APPLY WHAT YOU READ |
1. From the article on organizational risks below, print the passage from "- Comprehensive background" up to and including "of their actions.".
2. Based on the article on organizational risks below, decide whether each statement agrees with it: (a) ongoing background checks are recommended every five years; (b) evaluating criminal records is enough for a background investigation; (c) the session was held at the PRIMA 2017 Annual Conference. Answer yes or no for each, quoting the deciding words.
3. In the article on organizational risks below, what organization is Gordon Graham from?
*** DOCUMENT EXCERPT Section Begins ***
Creating Controls for Five Root Organizational Risks
Police officers, firefighters and emergency medical services personnel continue to get in trouble for the same things over and over again. This ‘trouble’ does not just impact them as employees, but also the employer and the management in a public entity. In this session at the PRIMA 2016 Annual Conference, Gordon Graham from Lexipol, LLC, demonstrated five categories that serve as the root of risk control problems and activities within them that can be fine tuned to improve existing policies and prevent problems.
According to Graham, “In order to be successful, you must first get and keep good PEOPLE, derive and maintain good POLICY, make sure there is adequate TRAINING regarding the policies, have appropriate SUPERVISION of workers to make sure policies are being followed and take appropriate DISCIPLINE when there is deviation from established policy.”
People
- If the proper recruitment efforts are in place, you can attract the broad, deep applicant pool that is necessary to provide the top-notch employees who reflect the relevant workforce of the community. If you don’t have: 1) smart people and 2) smart people that look like the community, you have a problem.
- Comprehensive background investigations should be taken seriously. Spend good money on them. Evaluating criminal records is not enough because many bad people do not get caught. If you do not conduct thorough background checks, you are begging for problems. Ongoing background checks (every five years) are recommended because people go bad over time and tragedies can occur.
- Make complete understanding of the probationary process part of onboarding for new employees so they understand the implication of their actions.
- Take meaningful performance evaluations seriously or do away with them. They are a written document prepared every year without a lot of thought and they can come back to bite you. When they are taken seriously, they can provide useful information, but nine out of 10 times they are not. We overrate people because we’re lazy and those reviews can be used against the employer in lawsuits and other conflicts.
*** DOCUMENT EXCERPT Section Ends ***
*** STORED DATA Section Begins ***
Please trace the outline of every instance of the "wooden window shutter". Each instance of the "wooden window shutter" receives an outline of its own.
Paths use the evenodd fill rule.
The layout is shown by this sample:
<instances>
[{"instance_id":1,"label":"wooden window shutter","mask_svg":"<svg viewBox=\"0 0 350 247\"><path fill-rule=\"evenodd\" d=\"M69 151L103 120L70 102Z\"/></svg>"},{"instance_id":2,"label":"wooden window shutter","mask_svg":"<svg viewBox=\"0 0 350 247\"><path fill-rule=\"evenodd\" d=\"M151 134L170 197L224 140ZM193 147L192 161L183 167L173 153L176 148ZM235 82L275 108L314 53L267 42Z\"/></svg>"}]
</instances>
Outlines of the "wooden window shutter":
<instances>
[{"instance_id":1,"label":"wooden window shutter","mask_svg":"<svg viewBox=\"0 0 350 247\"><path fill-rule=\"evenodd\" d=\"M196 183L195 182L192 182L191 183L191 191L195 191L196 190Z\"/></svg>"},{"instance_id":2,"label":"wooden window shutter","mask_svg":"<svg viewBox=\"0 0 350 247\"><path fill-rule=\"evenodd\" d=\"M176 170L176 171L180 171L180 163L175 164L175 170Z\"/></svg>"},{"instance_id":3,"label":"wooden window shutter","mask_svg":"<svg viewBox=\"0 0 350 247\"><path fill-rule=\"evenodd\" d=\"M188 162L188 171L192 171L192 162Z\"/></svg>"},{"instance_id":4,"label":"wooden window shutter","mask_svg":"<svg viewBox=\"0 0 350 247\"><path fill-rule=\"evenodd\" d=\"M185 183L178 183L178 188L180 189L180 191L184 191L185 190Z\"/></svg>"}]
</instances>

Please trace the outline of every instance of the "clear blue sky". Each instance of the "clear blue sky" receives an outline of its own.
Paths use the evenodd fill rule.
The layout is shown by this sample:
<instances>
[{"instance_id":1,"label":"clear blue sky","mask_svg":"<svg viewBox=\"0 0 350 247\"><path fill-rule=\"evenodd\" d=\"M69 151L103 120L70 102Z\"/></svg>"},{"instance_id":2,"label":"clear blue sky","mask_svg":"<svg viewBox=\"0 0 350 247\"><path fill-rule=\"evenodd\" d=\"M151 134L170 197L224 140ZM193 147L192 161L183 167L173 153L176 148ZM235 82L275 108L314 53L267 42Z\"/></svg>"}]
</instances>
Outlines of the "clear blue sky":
*** STORED DATA Section Ends ***
*** STORED DATA Section Begins ***
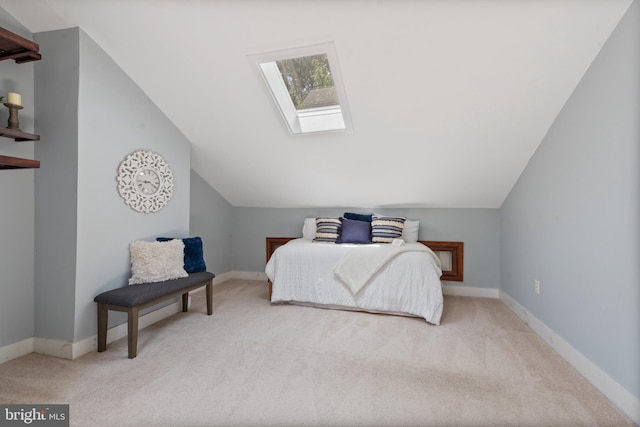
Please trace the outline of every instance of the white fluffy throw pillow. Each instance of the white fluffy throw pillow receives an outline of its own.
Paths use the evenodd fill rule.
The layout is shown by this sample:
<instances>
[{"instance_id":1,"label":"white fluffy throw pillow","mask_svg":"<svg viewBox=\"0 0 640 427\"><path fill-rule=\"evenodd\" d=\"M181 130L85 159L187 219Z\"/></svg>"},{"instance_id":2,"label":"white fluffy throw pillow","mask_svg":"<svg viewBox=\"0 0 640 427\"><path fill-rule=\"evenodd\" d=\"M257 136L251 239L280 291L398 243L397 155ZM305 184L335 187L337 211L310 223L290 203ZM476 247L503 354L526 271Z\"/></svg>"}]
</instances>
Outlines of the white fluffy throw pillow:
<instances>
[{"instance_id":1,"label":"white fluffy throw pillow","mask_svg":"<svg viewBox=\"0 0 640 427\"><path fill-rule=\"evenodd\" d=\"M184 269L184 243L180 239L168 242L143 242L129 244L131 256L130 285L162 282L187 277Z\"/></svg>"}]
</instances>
*** STORED DATA Section Ends ***
EXERCISE RESULTS |
1.
- Comprehensive background investigations should be taken seriously. Spend good money on them. Evaluating criminal records is not enough because many bad people do not get caught. If you do not conduct thorough background checks, you are begging for problems. Ongoing background checks (every five years) are recommended because people go bad over time and tragedies can occur.
- Make complete understanding of the probationary process part of onboarding for new employees so they understand the implication of their actions.

2.
(a) Yes: "Ongoing background checks (every five years) are recommended"
(b) No: "Evaluating criminal records is not enough"
(c) No: "at the PRIMA 2016 Annual Conference"

3. Lexipol, LLC.